DO THIS: Transcribe everything in the data word for word. Pictures are left out.

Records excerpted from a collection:
+--

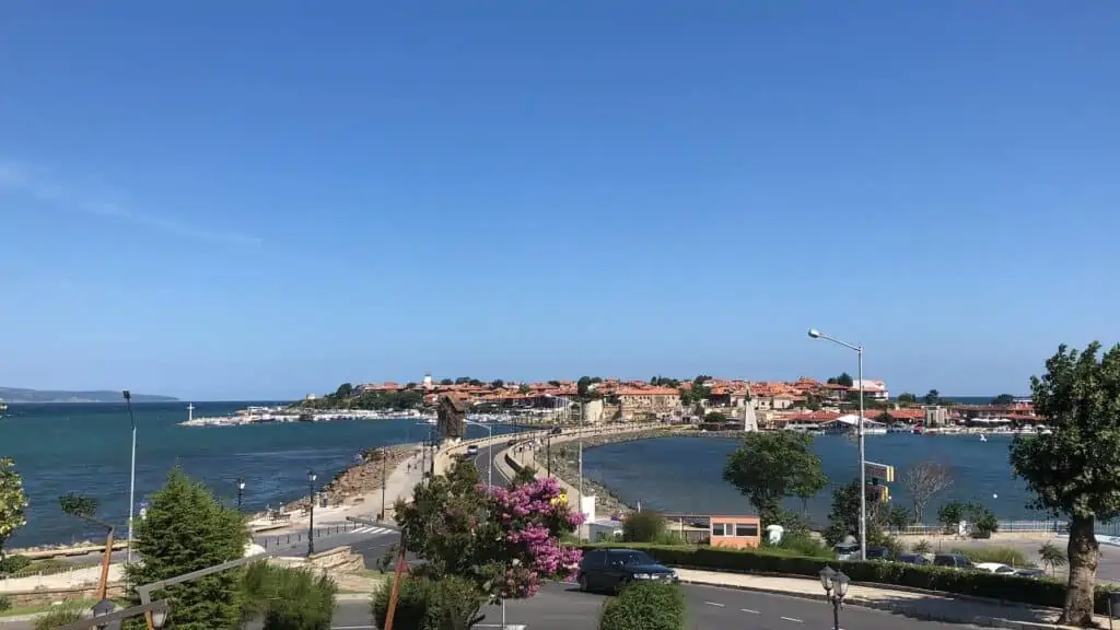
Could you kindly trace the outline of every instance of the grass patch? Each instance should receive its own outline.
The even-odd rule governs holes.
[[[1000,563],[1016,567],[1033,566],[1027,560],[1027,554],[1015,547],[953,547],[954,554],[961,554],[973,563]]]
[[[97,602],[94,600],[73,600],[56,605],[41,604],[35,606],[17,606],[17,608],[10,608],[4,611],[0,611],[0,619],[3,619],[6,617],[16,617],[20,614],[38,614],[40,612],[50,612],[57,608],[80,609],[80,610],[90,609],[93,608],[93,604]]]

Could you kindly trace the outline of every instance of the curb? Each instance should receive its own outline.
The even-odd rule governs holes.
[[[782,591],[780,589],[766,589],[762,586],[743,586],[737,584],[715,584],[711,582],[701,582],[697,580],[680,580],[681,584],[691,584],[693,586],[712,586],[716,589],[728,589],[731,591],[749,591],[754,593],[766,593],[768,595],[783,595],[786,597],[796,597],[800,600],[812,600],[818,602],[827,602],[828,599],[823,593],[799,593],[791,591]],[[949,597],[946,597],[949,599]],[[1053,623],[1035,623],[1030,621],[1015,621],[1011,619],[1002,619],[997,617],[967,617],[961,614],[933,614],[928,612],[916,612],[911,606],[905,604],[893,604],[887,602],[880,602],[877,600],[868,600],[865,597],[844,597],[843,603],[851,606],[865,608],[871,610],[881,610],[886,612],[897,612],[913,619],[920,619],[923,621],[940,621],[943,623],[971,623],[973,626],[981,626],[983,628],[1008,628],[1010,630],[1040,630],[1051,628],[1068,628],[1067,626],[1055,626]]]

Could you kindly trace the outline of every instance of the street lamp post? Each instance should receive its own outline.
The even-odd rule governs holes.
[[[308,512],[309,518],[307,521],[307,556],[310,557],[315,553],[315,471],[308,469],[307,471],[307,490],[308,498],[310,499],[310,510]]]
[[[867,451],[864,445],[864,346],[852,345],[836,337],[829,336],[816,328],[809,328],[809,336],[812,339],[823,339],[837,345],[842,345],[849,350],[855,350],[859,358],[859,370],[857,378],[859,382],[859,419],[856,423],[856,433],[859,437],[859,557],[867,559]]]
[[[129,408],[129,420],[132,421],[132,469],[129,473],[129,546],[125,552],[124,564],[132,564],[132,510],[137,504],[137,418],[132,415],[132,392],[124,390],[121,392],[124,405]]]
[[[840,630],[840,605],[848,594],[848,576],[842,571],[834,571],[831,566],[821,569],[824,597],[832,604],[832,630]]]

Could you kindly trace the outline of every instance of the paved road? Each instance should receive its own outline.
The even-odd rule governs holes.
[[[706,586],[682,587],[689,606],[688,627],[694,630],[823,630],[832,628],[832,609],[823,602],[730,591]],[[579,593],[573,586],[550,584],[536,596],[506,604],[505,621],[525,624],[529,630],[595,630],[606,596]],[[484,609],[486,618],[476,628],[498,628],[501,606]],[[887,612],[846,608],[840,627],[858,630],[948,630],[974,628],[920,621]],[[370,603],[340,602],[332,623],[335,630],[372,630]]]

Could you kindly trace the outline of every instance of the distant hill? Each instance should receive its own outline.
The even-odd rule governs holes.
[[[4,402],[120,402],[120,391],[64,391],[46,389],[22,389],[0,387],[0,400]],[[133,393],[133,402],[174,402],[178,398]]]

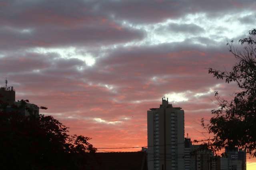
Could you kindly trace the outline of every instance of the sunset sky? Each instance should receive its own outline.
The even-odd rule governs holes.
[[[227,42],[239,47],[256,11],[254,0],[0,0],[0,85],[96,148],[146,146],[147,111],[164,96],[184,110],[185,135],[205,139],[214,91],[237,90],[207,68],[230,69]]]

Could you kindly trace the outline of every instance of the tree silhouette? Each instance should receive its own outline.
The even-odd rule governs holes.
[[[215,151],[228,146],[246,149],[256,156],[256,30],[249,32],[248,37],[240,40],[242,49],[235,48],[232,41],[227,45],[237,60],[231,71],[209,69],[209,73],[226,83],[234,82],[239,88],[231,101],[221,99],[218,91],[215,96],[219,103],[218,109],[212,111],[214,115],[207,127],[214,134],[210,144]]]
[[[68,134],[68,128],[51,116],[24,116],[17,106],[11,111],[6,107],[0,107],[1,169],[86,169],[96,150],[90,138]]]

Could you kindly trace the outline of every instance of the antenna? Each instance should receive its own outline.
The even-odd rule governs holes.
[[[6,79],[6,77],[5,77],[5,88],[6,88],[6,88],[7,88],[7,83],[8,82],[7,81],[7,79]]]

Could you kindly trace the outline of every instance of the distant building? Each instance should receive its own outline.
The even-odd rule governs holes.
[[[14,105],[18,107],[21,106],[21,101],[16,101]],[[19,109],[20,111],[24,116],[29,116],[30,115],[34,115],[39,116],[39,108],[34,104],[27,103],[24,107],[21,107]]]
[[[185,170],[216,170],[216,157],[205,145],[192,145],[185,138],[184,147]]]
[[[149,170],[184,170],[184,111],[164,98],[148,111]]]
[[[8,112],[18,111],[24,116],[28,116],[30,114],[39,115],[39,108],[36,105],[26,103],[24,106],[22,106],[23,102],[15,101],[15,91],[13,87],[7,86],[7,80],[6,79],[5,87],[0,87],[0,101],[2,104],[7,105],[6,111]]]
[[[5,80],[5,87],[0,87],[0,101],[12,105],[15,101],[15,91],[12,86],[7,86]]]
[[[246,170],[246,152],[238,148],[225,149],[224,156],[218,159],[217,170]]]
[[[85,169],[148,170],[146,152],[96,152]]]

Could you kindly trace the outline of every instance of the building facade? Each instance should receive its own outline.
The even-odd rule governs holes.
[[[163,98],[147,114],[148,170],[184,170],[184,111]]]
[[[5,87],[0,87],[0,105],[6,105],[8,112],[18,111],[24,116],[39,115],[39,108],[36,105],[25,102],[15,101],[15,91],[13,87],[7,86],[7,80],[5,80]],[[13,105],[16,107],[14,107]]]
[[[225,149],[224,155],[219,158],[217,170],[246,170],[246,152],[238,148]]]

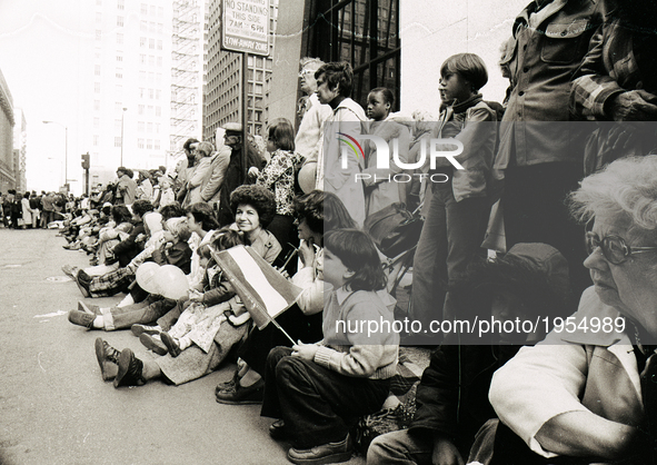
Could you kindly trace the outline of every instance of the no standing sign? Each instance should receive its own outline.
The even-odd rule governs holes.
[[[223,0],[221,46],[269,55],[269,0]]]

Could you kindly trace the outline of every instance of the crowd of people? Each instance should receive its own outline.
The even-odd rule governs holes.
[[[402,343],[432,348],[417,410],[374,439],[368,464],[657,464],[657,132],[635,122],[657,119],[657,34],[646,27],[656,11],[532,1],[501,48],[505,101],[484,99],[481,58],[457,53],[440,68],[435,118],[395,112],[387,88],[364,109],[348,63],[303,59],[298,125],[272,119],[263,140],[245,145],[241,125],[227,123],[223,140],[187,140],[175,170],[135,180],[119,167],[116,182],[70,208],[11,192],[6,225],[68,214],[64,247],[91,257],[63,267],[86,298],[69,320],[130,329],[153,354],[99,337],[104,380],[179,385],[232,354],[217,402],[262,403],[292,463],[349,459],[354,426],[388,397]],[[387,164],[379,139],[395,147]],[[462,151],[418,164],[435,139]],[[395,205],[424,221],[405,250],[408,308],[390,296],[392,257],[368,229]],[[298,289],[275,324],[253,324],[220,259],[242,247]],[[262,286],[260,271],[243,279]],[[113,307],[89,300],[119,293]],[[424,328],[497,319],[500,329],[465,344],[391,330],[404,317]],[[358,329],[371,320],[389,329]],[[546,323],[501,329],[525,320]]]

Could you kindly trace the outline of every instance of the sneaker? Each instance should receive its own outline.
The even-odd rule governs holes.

+--

OUTPUT BELOW:
Could you kindly trace the outline of every instance of the grass patch? Each instance should receive its own outline.
The even-odd rule governs holes.
[[[1000,563],[1016,567],[1033,566],[1027,560],[1027,554],[1015,547],[953,547],[954,554],[961,554],[973,563]]]
[[[97,602],[94,600],[73,600],[56,605],[41,604],[35,606],[17,606],[17,608],[10,608],[4,611],[0,611],[0,619],[3,619],[6,617],[16,617],[20,614],[38,614],[40,612],[50,612],[57,608],[80,609],[80,610],[90,609],[93,608],[93,604]]]

Could you kindly trace the outline of every instance of the curb? Each instance should receive its own outline.
The even-odd rule governs holes.
[[[782,591],[780,589],[766,589],[762,586],[743,586],[737,584],[715,584],[711,582],[701,582],[697,580],[680,580],[681,584],[691,584],[693,586],[712,586],[716,589],[728,589],[731,591],[749,591],[754,593],[766,593],[768,595],[783,595],[786,597],[796,597],[800,600],[812,600],[818,602],[827,602],[828,599],[823,593],[799,593],[791,591]],[[949,597],[946,597],[949,599]],[[1053,623],[1035,623],[1030,621],[1015,621],[1011,619],[1002,619],[997,617],[967,617],[961,614],[933,614],[928,612],[916,612],[911,606],[905,604],[893,604],[887,602],[880,602],[877,600],[868,600],[865,597],[844,597],[843,603],[851,606],[865,608],[871,610],[881,610],[886,612],[897,612],[913,619],[920,619],[923,621],[940,621],[943,623],[971,623],[973,626],[981,626],[983,628],[1008,628],[1010,630],[1040,630],[1051,628],[1068,628],[1067,626],[1055,626]]]

Could you kindly trace the outline of every instance of the street lamp post? Each instance should receive its own outline.
The even-odd rule governs holes.
[[[308,512],[309,518],[307,521],[307,556],[310,557],[315,553],[315,471],[308,469],[307,471],[307,490],[308,498],[310,499],[310,510]]]
[[[867,451],[864,445],[864,346],[852,345],[836,337],[829,336],[816,328],[809,328],[809,336],[812,339],[823,339],[837,345],[842,345],[849,350],[855,350],[859,358],[859,370],[857,378],[859,382],[859,419],[856,423],[856,433],[859,437],[859,557],[867,559]]]
[[[129,408],[129,420],[132,421],[132,469],[129,473],[129,546],[125,552],[124,564],[132,564],[132,510],[137,504],[137,418],[132,415],[132,392],[124,390],[121,392],[124,405]]]
[[[840,630],[840,605],[848,594],[848,576],[842,571],[834,571],[831,566],[821,569],[824,597],[832,604],[832,630]]]

Could you kindly trace the outline of every instance of the paved road? Each instance should receive its own outline.
The even-odd rule governs holes.
[[[706,586],[682,587],[689,606],[688,627],[694,630],[823,630],[832,628],[832,609],[823,602],[730,591]],[[579,593],[573,586],[550,584],[536,596],[506,604],[505,621],[525,624],[529,630],[595,630],[606,596]],[[484,609],[486,618],[476,628],[498,628],[501,606]],[[887,612],[846,608],[840,627],[858,630],[948,630],[974,628],[920,621]],[[370,603],[340,602],[332,623],[335,630],[372,630]]]

Could you kindly trace the outline of every instance of the distant hill? Each instance should receive its own outline.
The even-odd rule governs holes.
[[[4,402],[120,402],[120,391],[64,391],[46,389],[22,389],[0,387],[0,400]],[[133,393],[133,402],[174,402],[178,398]]]

Could you kindly trace the outline of every instance of the sunset sky? Each instance should receive its own outline.
The even-odd rule governs holes.
[[[227,42],[239,47],[256,11],[254,0],[0,0],[0,85],[96,148],[146,146],[147,111],[164,96],[184,110],[185,135],[205,139],[214,91],[237,90],[207,68],[230,69]]]

Could you kindly trace the outline of every instance of the tree silhouette? Each instance should receive its own outline.
The even-odd rule governs holes.
[[[215,151],[228,146],[246,149],[256,156],[256,30],[249,32],[248,37],[240,40],[242,49],[235,48],[232,41],[227,45],[237,60],[231,71],[209,69],[209,73],[226,83],[234,82],[239,88],[231,101],[221,99],[218,91],[215,96],[219,103],[218,109],[212,111],[214,115],[207,127],[214,134],[210,144]]]
[[[68,134],[68,128],[51,116],[24,116],[17,106],[11,111],[6,107],[0,107],[1,169],[86,169],[96,150],[90,138]]]

Could you kindly trace the outline of every instance of the antenna? Each instance should receive its own outline.
The even-odd rule governs holes.
[[[6,79],[6,77],[5,77],[5,88],[6,88],[6,88],[7,88],[7,83],[8,82],[7,81],[7,79]]]

Could you kindly trace the outline of every instance of the distant building? Each instance should receive its own outline.
The even-odd rule governs holes.
[[[14,105],[18,107],[21,106],[21,101],[16,101]],[[19,109],[20,111],[24,116],[29,116],[30,115],[34,115],[39,116],[39,108],[34,104],[27,103],[24,107],[21,107]]]
[[[185,170],[216,170],[216,157],[205,145],[192,145],[185,138],[184,147]]]
[[[149,170],[184,170],[184,111],[164,98],[148,111]]]
[[[8,112],[18,111],[24,116],[28,116],[30,114],[39,115],[39,108],[36,105],[26,103],[24,106],[22,106],[23,102],[15,101],[15,91],[13,87],[7,86],[7,80],[6,79],[5,87],[0,87],[0,101],[2,104],[7,105],[6,111]]]
[[[5,80],[5,87],[0,87],[0,101],[12,105],[15,101],[15,91],[12,86],[7,86]]]
[[[246,170],[246,152],[238,148],[225,149],[224,156],[218,159],[217,170]]]
[[[85,169],[148,170],[146,152],[96,152]]]

Could you kindly trace the outline of every instance of the building facade? Each instance should receive its own outline.
The even-odd rule governs holes.
[[[163,98],[147,114],[148,170],[184,170],[184,111]]]
[[[5,87],[0,87],[0,105],[6,105],[8,112],[18,111],[24,116],[39,115],[39,108],[36,105],[25,102],[15,101],[15,91],[13,87],[7,86],[7,80],[5,80]],[[13,105],[16,107],[14,107]]]
[[[225,149],[224,155],[219,158],[217,170],[246,170],[246,152],[238,148]]]

Could you kindly trace the outline of every instance of the no standing sign? Each instance should receive its own outline.
The even-odd rule governs holes.
[[[223,0],[221,46],[269,55],[269,0]]]

Could you kindly trace the outline of every instance of the crowd of people? Each instance should receive its own outline.
The even-odd rule governs holes.
[[[402,343],[432,348],[417,410],[374,439],[368,464],[657,464],[657,132],[635,122],[657,119],[657,34],[646,27],[656,11],[532,1],[501,48],[505,101],[484,99],[481,58],[457,53],[440,68],[435,118],[395,112],[387,88],[364,109],[348,63],[303,59],[298,125],[272,119],[263,140],[245,145],[241,125],[227,123],[223,140],[187,140],[175,170],[135,180],[119,167],[116,182],[70,208],[11,192],[6,225],[68,214],[64,247],[91,257],[63,267],[86,298],[69,320],[130,329],[153,354],[99,337],[104,380],[179,385],[232,354],[217,402],[262,403],[292,463],[349,459],[354,426],[388,397]],[[387,164],[379,139],[395,147]],[[462,151],[418,164],[435,139]],[[395,205],[424,221],[405,250],[408,308],[390,296],[392,257],[368,229]],[[298,289],[275,324],[253,324],[220,259],[242,247]],[[262,286],[260,271],[243,279]],[[113,307],[89,300],[119,293]],[[424,328],[497,319],[500,329],[465,344],[391,330],[404,317]],[[358,329],[371,320],[389,329]],[[546,323],[501,329],[525,320]]]

Could you kindly trace the outline of every instance of the sneaker? Each instance should receive its own outline.
The even-odd rule governs holes.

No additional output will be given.